WORK TO COMPLETE =
Return each entry word for word and skip its pictures.

RECORDS FOR THE TASK =
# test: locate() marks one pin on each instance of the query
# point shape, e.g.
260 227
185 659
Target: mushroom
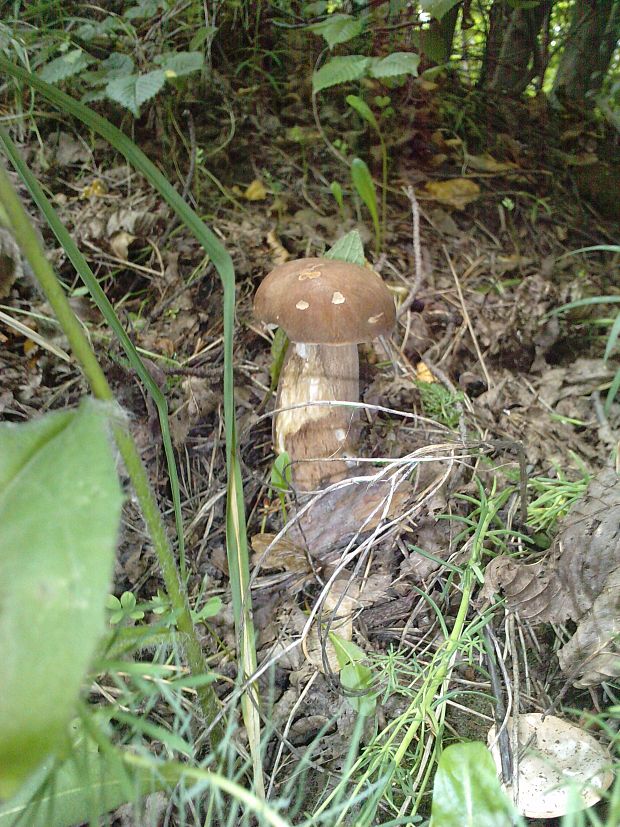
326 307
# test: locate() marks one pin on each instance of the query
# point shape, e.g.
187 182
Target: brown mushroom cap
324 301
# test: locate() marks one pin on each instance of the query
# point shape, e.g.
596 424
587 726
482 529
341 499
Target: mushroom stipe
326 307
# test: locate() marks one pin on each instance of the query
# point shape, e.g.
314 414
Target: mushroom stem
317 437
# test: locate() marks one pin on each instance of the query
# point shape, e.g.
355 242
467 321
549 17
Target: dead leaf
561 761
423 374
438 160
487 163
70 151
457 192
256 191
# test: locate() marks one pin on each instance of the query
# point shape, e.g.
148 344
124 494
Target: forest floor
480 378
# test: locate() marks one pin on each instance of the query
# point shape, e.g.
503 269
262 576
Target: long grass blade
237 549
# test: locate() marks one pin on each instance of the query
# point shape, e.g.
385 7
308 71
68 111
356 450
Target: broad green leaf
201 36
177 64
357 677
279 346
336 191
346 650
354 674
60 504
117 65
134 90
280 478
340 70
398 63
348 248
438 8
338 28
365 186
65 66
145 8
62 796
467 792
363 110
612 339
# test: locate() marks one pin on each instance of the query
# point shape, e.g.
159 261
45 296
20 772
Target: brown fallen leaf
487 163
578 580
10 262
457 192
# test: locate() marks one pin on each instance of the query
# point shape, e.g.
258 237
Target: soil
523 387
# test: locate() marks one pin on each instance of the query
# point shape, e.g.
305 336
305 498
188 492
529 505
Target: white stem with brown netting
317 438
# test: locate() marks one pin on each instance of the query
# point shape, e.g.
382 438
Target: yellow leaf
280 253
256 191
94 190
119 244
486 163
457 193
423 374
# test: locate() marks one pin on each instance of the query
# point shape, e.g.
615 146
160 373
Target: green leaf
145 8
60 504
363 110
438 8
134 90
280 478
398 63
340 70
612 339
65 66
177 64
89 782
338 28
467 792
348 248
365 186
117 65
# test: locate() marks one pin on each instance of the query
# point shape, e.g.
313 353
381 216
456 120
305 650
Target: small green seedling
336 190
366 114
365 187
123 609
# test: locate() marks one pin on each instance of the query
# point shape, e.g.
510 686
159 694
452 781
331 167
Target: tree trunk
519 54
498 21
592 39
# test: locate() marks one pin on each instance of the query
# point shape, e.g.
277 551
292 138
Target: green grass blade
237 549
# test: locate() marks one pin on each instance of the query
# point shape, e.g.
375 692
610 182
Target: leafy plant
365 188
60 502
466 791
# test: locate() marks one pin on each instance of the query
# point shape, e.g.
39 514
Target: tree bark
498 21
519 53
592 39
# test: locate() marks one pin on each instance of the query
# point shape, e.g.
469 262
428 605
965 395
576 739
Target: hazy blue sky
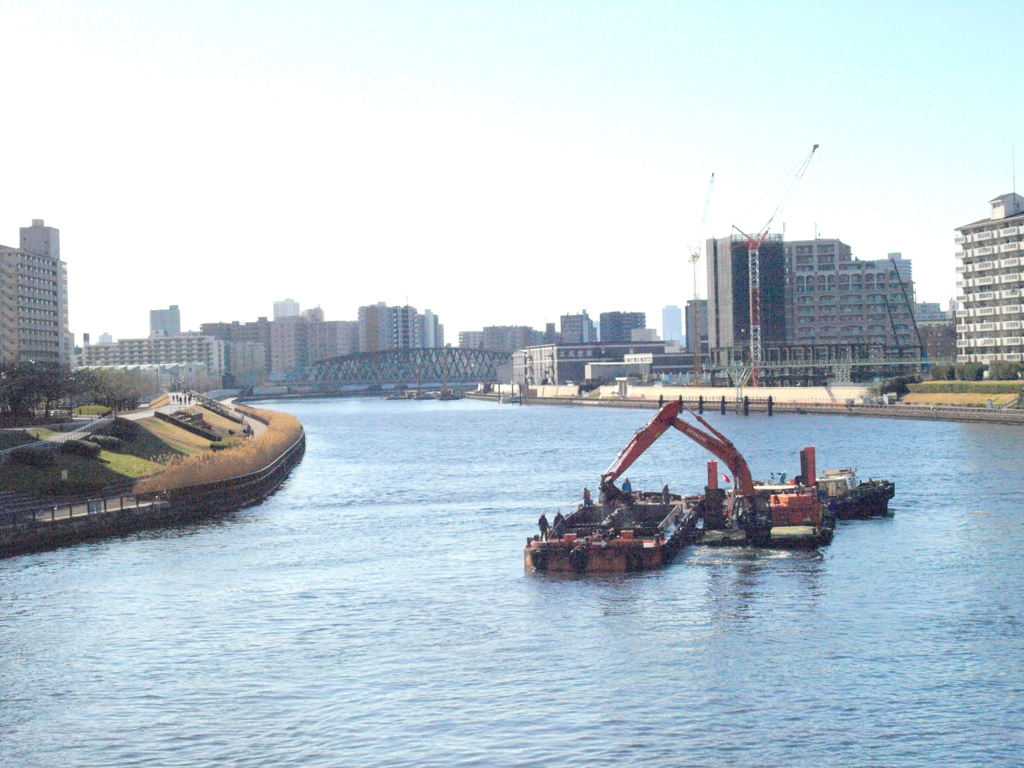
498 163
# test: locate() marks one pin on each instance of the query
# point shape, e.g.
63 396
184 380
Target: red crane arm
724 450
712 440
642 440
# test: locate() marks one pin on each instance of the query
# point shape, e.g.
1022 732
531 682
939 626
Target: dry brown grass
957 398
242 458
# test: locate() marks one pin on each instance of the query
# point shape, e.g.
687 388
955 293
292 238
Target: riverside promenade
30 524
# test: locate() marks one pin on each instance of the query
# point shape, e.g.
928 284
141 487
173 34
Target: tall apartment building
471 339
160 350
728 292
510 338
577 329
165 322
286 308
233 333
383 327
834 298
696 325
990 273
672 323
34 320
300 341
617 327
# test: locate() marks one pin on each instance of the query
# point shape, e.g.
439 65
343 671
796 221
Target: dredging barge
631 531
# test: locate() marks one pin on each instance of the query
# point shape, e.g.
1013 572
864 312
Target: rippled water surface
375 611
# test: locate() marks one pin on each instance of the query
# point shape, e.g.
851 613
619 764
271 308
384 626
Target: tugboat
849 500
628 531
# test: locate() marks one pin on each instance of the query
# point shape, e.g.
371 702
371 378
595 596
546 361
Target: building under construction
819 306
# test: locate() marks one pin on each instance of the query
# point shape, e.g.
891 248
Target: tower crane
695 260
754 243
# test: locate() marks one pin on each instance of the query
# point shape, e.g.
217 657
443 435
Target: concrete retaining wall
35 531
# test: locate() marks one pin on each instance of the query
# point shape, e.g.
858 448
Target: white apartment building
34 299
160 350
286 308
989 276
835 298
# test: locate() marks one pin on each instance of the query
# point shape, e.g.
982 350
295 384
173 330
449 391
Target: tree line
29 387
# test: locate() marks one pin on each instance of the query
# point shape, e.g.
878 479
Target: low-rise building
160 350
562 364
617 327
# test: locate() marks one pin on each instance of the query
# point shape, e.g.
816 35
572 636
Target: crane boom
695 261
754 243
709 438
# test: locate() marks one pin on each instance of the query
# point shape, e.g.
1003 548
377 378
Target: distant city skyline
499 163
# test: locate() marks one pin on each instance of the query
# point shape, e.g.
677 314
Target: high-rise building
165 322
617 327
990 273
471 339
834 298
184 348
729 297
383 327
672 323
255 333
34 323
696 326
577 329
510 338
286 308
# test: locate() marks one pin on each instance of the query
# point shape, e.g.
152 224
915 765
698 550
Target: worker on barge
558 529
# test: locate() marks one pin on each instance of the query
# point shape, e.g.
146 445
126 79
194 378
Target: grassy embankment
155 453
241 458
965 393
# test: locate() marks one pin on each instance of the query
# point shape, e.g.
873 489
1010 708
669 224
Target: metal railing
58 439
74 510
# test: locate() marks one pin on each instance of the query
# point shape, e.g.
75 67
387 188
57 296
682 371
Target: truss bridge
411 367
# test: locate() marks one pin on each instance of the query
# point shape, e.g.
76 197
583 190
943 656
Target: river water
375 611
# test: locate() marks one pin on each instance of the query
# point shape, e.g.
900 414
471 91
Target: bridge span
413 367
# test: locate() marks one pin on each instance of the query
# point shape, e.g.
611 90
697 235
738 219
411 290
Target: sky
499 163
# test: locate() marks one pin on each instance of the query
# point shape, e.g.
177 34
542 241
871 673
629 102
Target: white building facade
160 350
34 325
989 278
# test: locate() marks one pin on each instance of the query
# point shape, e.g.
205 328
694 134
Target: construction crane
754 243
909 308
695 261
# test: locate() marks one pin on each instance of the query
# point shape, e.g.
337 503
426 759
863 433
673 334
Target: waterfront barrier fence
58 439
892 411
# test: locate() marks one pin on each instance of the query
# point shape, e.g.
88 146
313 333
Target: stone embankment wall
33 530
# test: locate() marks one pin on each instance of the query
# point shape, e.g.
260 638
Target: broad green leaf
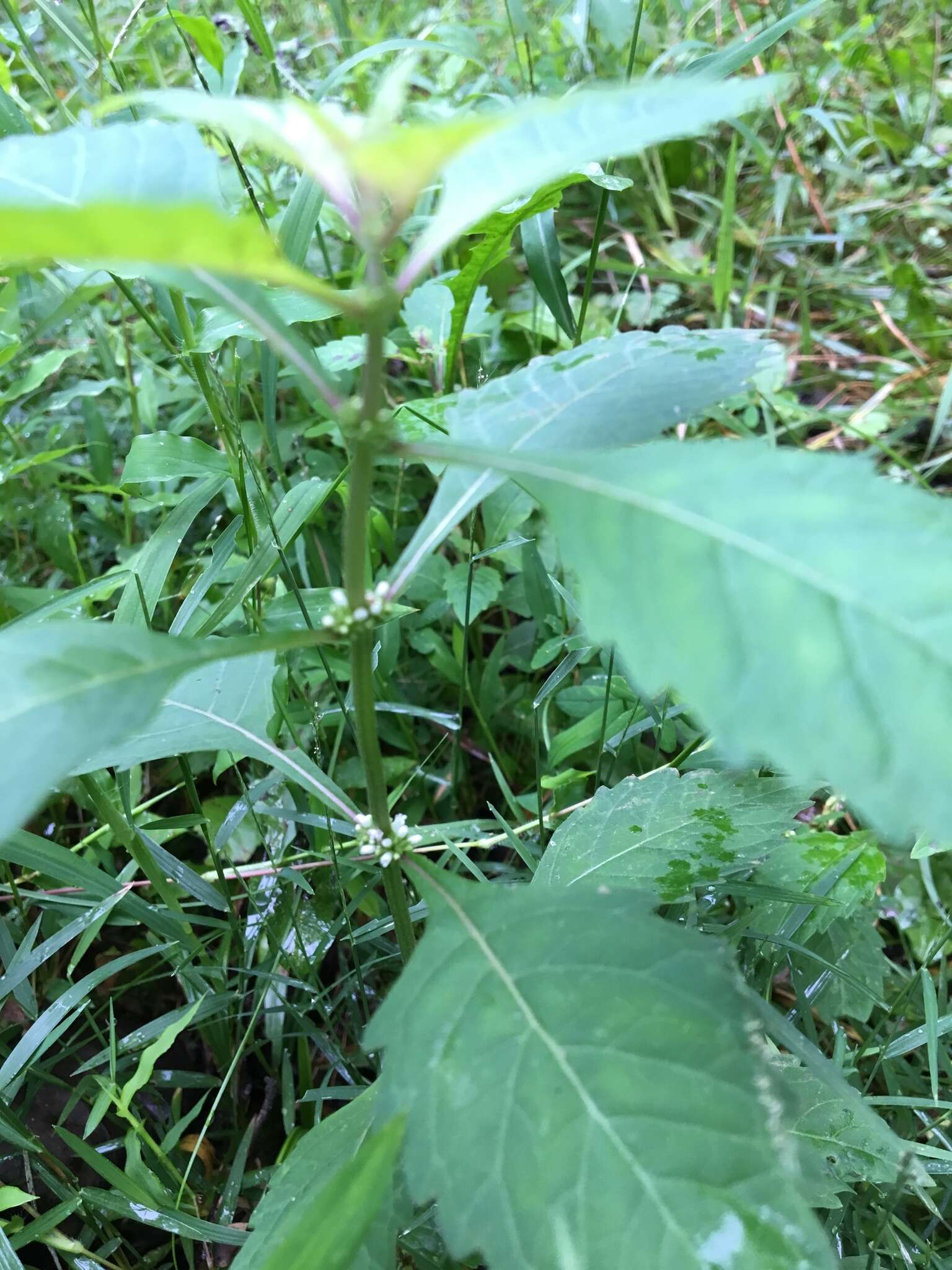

SOLUTION TO THIS EXERCISE =
# test: locate() marks one pin on each instance of the query
# point shape, e.g.
260 227
185 659
Target: mushroom
326 307
# test: locate() marks one pin on each instance of the query
# point shape, e.g.
187 182
Target: brown mushroom cap
324 301
# test: locate() marks one pin on each instance of the query
# point shape, e.g.
596 424
587 726
482 529
341 499
Target: mushroom stipe
326 307
# test: locate() marks one pin on each instance of the query
# point shape, e.g.
314 414
Target: mushroom stem
317 437
# test: locate() marks one pin on each instance of the query
# point shape, e.g.
355 242
467 321
549 17
Target: dead leaf
561 761
423 374
438 160
487 163
70 151
457 192
256 191
# test: locate() marks one pin on each instance of the query
# point shape, e.g.
148 344
124 494
Target: forest floor
480 378
# test: locate() marks one pin on each instance of the query
# point shape, e.g.
503 269
262 576
Target: long grass blade
237 549
# test: locate() marks one pin on each instance of the query
# point shape, e.g.
385 7
308 71
68 111
356 450
Target: broad green leaf
201 36
177 64
357 677
279 346
336 191
346 650
354 674
60 504
117 65
134 90
280 478
340 70
398 63
348 248
438 8
338 28
365 186
65 66
145 8
62 796
467 792
363 110
612 339
# test: locate() marks one pin on each instance of the query
# point shape, e.g.
159 261
45 296
20 772
Target: brown fallen leaf
487 163
578 580
10 262
457 192
# test: locate() marks one pin on each instance of the query
# point shape, e.g.
258 237
Target: soil
523 387
# test: locate() marks one pin on each instance of the query
# point shape, e.g.
305 336
305 498
188 492
529 505
Target: white stem with brown netting
317 438
# test: locate() marks one pin on each instance of the query
# point shape, e.g.
382 438
Target: yellow leaf
280 253
256 191
94 190
119 244
486 163
457 193
423 374
# test: locate() marks one pin on each instance of the query
# point shape, e.g.
615 146
160 373
Target: green leaf
145 8
60 504
363 110
438 8
134 90
280 478
398 63
340 70
612 339
65 66
177 64
89 782
338 28
467 792
348 248
365 186
117 65
# test: locate() marks one pin on each instance of the query
# point shape, e.g.
313 353
381 216
456 120
305 650
Target: small green seedling
336 190
366 114
365 187
123 609
# test: locate() marks one pin on each instance of the query
# point shape, e.g.
510 686
159 694
452 781
331 167
Target: tree trunk
519 54
498 21
592 39
# test: locate() marks one pin on each instance of the query
# point shape, e.g.
277 551
292 138
Target: green grass blade
237 549
# test: locate() marks one pin on each instance of the query
# point shape, e.g.
375 692
610 182
Target: leafy plant
365 188
60 502
466 791
# test: locate() marks one pin on each instance of the query
# point shape, e.g.
39 514
Target: tree bark
498 21
519 53
592 39
# test: locate() marks one pin on each instance of the query
# point shape, e.g.
469 262
428 605
965 395
576 739
Target: hazy blue sky
498 163
# test: locate() marks one pin on each instance of the query
# point shape, e.g.
63 396
184 380
Target: red crane arm
724 450
712 440
642 440
# test: locate() marks one pin on each instance of the query
# point shape, e.g.
1022 732
531 682
939 626
Target: dry brown grass
957 398
242 458
# test: locate() marks one pin on each instance of the query
# point shape, e.g.
687 388
955 293
292 238
Target: riverside promenade
30 524
# test: locate() marks one pin on each instance of the query
# point shape, e.g.
928 284
141 487
173 34
Target: tall apartment building
471 339
160 350
728 292
510 338
577 329
165 322
286 308
233 333
383 327
834 298
696 325
990 273
672 323
34 320
300 341
617 327
# test: locate() marks one pin on each instance of the query
# point shape, e.g.
439 65
343 671
796 221
Target: dredging barge
631 531
# test: locate() marks one pin on each instance of the query
# point shape, e.g.
1013 572
864 312
Target: rippled water surface
375 611
# test: locate() marks one pin on each instance of the query
# point shape, e.g.
851 613
619 764
271 308
384 626
Target: tugboat
849 500
628 531
# test: locate() marks one pin on each instance of the query
# point shape, e.g.
371 702
371 378
595 596
546 361
Target: building under construction
819 306
# test: locate() marks one pin on each instance of the query
# point shape, e.g.
891 248
Target: tower crane
695 260
754 243
# test: locate() marks one pin on each instance of the query
# point shape, e.g.
217 657
443 435
Target: concrete retaining wall
35 531
# test: locate() marks one pin on each instance of the query
# point shape, e.g.
858 448
Target: white apartment building
34 299
160 350
286 308
989 276
835 298
# test: locate() marks one pin on each instance of the query
# point shape, e.g.
982 350
295 384
173 330
449 391
Target: tree line
29 387
# test: locate() marks one pin on each instance of the query
# point shape, e.g.
878 479
Target: low-rise building
160 350
562 364
617 327
# test: locate() marks one pin on each instance of the query
# point shape, e.g.
816 35
572 636
Target: crane boom
695 261
754 243
709 438
# test: locate() marks one pin on each instance of the query
# point shape, e.g.
1003 548
377 378
Target: distant city skyline
499 163
# test: locate() marks one pin on each instance of the query
# point shape, e.g.
677 314
Target: high-rise building
165 322
617 327
990 273
471 339
834 298
184 348
729 297
383 327
672 323
255 333
34 323
696 326
577 329
510 338
286 308
# test: locate() marks one pin on each instance of the query
# point shape, e.g.
152 224
915 765
698 550
Target: worker on barge
558 529
# test: locate() marks one pin on each instance of the query
# point shape, e.g.
146 445
126 79
194 378
Target: grassy embankment
155 453
241 458
965 393
# test: locate() marks one pin on each instance of the query
# point shape, e.g.
873 489
1010 708
669 224
Target: metal railing
58 439
74 510
# test: locate() marks one pin on each instance of the query
# point shape, e.g.
75 67
387 188
57 296
682 371
Target: truss bridge
411 367
# test: locate() marks one pin on each instance of the query
# point shape, e.g.
76 197
583 190
943 656
Target: river water
375 611
# test: locate() marks one pin on each instance of the query
# point shape, e.g.
900 414
471 91
Target: bridge span
413 367
# test: locate() marks one pin on each instance of the query
# point shape, e.g.
611 90
697 235
738 219
411 290
Target: sky
499 163
# test: locate() marks one pin on each instance of the query
# point shape, e.g.
177 34
542 241
871 673
629 102
Target: white building facade
160 350
34 325
989 278
# test: locate() marks one pin on each instance of the query
# point shape, e.g.
205 328
694 134
Target: construction crane
754 243
909 308
695 261
# test: locate() marks one pin on each instance of the query
# point shape, e.g.
337 503
426 759
863 433
673 334
Target: waterfront barrier fence
58 439
892 411
# test: locate() marks one pin on each instance of the query
# point shape, e.g.
88 146
313 333
Target: stone embankment wall
33 530
# test: locate() marks one pin on each instance of the query
# point shape, e.g.
260 638
Target: broad green leaf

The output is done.